• [About this exercise] For this exercise, write out the whole listing below exactly, omitting its images.

***** Data records

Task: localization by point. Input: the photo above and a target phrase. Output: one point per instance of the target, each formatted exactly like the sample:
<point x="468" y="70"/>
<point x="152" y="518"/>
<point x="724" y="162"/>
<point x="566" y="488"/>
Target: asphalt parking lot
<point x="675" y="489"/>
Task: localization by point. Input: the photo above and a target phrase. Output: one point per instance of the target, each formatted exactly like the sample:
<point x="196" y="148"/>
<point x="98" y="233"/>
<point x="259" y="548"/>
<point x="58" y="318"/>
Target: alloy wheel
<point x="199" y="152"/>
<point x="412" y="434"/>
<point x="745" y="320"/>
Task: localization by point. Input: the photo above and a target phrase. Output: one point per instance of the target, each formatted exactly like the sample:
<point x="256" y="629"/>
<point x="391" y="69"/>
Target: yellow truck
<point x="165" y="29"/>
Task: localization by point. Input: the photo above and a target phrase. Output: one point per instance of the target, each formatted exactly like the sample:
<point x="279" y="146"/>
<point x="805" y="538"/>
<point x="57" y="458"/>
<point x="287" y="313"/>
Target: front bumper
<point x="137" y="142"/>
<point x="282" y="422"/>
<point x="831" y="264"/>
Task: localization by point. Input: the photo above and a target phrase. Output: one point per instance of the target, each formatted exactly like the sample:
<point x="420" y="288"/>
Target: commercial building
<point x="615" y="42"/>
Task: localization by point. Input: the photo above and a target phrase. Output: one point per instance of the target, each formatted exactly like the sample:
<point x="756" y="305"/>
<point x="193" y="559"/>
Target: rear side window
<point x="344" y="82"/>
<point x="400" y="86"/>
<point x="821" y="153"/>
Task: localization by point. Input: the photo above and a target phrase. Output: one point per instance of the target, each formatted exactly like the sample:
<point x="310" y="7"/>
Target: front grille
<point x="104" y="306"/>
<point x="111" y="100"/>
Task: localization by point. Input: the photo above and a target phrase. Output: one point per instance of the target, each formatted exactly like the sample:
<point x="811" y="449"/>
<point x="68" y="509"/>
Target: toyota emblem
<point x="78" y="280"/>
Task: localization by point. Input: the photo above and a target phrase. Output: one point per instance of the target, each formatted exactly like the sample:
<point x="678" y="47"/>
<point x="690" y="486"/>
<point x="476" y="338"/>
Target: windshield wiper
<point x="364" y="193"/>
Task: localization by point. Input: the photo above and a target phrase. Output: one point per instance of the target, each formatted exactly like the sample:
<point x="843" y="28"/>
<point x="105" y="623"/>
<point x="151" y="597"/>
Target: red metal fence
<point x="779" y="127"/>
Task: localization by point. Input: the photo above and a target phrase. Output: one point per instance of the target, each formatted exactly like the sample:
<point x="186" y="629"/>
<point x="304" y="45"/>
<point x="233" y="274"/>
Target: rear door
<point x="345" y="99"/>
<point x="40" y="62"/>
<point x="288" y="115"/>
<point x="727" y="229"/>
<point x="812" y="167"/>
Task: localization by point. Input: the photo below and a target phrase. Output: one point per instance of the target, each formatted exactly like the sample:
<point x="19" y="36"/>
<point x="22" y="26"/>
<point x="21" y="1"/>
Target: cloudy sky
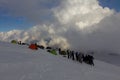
<point x="75" y="24"/>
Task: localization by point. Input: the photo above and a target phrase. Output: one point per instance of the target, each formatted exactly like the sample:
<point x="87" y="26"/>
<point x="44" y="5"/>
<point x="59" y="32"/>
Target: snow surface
<point x="20" y="63"/>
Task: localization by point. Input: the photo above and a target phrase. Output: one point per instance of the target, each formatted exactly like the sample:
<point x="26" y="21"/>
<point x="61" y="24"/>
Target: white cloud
<point x="81" y="13"/>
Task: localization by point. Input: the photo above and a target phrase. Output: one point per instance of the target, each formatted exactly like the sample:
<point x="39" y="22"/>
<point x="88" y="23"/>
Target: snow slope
<point x="20" y="63"/>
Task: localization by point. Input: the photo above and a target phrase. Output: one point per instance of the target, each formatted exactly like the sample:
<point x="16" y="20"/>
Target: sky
<point x="9" y="20"/>
<point x="75" y="24"/>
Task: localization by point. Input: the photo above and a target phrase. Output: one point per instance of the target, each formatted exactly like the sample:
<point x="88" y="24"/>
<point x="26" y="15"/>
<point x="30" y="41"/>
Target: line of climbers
<point x="78" y="56"/>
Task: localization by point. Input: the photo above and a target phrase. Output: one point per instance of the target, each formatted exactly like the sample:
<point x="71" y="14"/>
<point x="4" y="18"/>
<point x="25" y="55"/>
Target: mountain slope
<point x="20" y="63"/>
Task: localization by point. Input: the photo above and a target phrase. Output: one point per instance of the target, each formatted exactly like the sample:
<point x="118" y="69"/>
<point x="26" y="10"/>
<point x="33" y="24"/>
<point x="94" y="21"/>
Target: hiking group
<point x="76" y="56"/>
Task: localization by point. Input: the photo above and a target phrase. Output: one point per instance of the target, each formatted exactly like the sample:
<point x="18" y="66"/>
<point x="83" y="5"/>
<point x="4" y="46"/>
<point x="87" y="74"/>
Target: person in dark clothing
<point x="68" y="54"/>
<point x="72" y="55"/>
<point x="80" y="57"/>
<point x="76" y="55"/>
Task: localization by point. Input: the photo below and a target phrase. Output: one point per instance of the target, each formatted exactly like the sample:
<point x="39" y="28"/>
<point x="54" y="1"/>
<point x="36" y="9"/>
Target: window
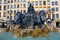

**********

• [Response to this task]
Task: localization by point. Input: the photo above and a target phrase. Output: one point per instance of the target, each formatted exactly like the sample:
<point x="468" y="70"/>
<point x="152" y="518"/>
<point x="724" y="162"/>
<point x="566" y="488"/>
Target: asphalt parking lot
<point x="675" y="489"/>
Task: localization by point. Input: the photo above and a target phrase. Output: one point per instance of the target, each formatted exactly like the sample:
<point x="196" y="148"/>
<point x="98" y="233"/>
<point x="259" y="548"/>
<point x="58" y="318"/>
Target: alloy wheel
<point x="199" y="152"/>
<point x="412" y="434"/>
<point x="745" y="320"/>
Task: localization by point. Input: the photo above and a target phrase. Output: one point per instance of the target, each formatted exactly like the sample:
<point x="256" y="629"/>
<point x="391" y="69"/>
Target: yellow truck
<point x="165" y="29"/>
Task: localization by point. Input: the photo above and a target phrase. Output: one point per instance of the target, each formatted exactly like the sample:
<point x="279" y="146"/>
<point x="805" y="538"/>
<point x="57" y="458"/>
<point x="287" y="313"/>
Target: front bumper
<point x="137" y="142"/>
<point x="282" y="422"/>
<point x="831" y="264"/>
Task: localization by point. Input: the photo above and a target phrase. Output: one point per instance of the target, each formatted exactly like the sample:
<point x="420" y="288"/>
Target: commercial building
<point x="615" y="42"/>
Task: localization by point. Input: the photo above and a target phrase. Output: one point per instance of the target, each formatted exactly like the sample:
<point x="756" y="305"/>
<point x="193" y="559"/>
Target: rear side window
<point x="344" y="82"/>
<point x="400" y="86"/>
<point x="821" y="153"/>
Task: localization by point. Input: the photo above and a target phrase. Output: one point per instance of the target, each formatted exactly like the sample:
<point x="310" y="7"/>
Target: front grille
<point x="104" y="306"/>
<point x="111" y="100"/>
Task: localization by point. Input: the photo above and a target phrase. Output: one point per instance of the target, each formatted exactly like the sample:
<point x="811" y="449"/>
<point x="68" y="509"/>
Target: toyota emblem
<point x="78" y="280"/>
Task: localization by point. Input: the photo above and a target phrase. Output: one point per instance of the target, each formatted exactly like the sample:
<point x="678" y="47"/>
<point x="690" y="486"/>
<point x="476" y="338"/>
Target: windshield wiper
<point x="364" y="193"/>
Task: localization by point. Input: the photo above and a target phrase. Output: one point per instance of the target, each formatted exactly like the sample:
<point x="843" y="28"/>
<point x="105" y="623"/>
<point x="151" y="597"/>
Target: red metal fence
<point x="779" y="127"/>
Task: localization by point. Input: the photo above and a target phrase. Output: one point per instance of the target, each formatted exactly like the sample:
<point x="186" y="629"/>
<point x="304" y="45"/>
<point x="233" y="274"/>
Target: rear door
<point x="345" y="99"/>
<point x="40" y="62"/>
<point x="288" y="115"/>
<point x="727" y="229"/>
<point x="812" y="167"/>
Task: localization by point. Input: the photo below and a target phrase. Output: one point per instance of the target, each formatted exactly like the sample:
<point x="19" y="36"/>
<point x="22" y="26"/>
<point x="21" y="1"/>
Target: cloudy sky
<point x="75" y="24"/>
Task: localization by point. Input: the photo above and a target phrase. Output: one point per instance of the target, each formatted exactly like the sample:
<point x="87" y="26"/>
<point x="44" y="5"/>
<point x="59" y="32"/>
Target: snow surface
<point x="20" y="63"/>
Task: localization by point. Input: the photo above and a target phrase. Output: one point per instance of the target, each formatted exactly like the sample:
<point x="26" y="21"/>
<point x="61" y="24"/>
Target: white cloud
<point x="81" y="13"/>
Task: localization by point. Input: the photo above and a target phrase. Output: one point per instance of the target, each formatted exactly like the sample:
<point x="39" y="22"/>
<point x="88" y="23"/>
Target: snow slope
<point x="20" y="63"/>
Task: localization by point. Input: the photo above and a target phrase. Output: one point per instance of the target, each formatted exactly like the sample:
<point x="16" y="20"/>
Target: sky
<point x="9" y="20"/>
<point x="75" y="24"/>
Task: localization by point. Input: the photo above and a target phrase. Output: one point per instance of the target, each formatted exactly like the sample:
<point x="88" y="24"/>
<point x="26" y="15"/>
<point x="30" y="41"/>
Target: line of climbers
<point x="78" y="56"/>
Task: localization by point. Input: the photo above and a target phrase. Output: one point per instance of the target, each formatted exactly like the sample:
<point x="71" y="14"/>
<point x="4" y="18"/>
<point x="25" y="55"/>
Target: mountain slope
<point x="20" y="63"/>
Task: localization by point. Input: the photo above and a target phrase. Output: one point per instance of the target, each formatted exactly like the sample:
<point x="118" y="69"/>
<point x="26" y="10"/>
<point x="33" y="24"/>
<point x="94" y="21"/>
Target: hiking group
<point x="76" y="56"/>
Task: localization by point. Input: the photo above and a target phrase. Output: one point per instance of the target, each formatted exactly like the sample:
<point x="18" y="66"/>
<point x="83" y="5"/>
<point x="4" y="46"/>
<point x="87" y="74"/>
Target: person in dark clothing
<point x="68" y="54"/>
<point x="72" y="55"/>
<point x="80" y="57"/>
<point x="76" y="55"/>
Task: localization by point. Input: the photo below and a target phrase. Output: one point per instance of the target, each formatted exactly like the sample:
<point x="39" y="28"/>
<point x="54" y="1"/>
<point x="36" y="9"/>
Target: window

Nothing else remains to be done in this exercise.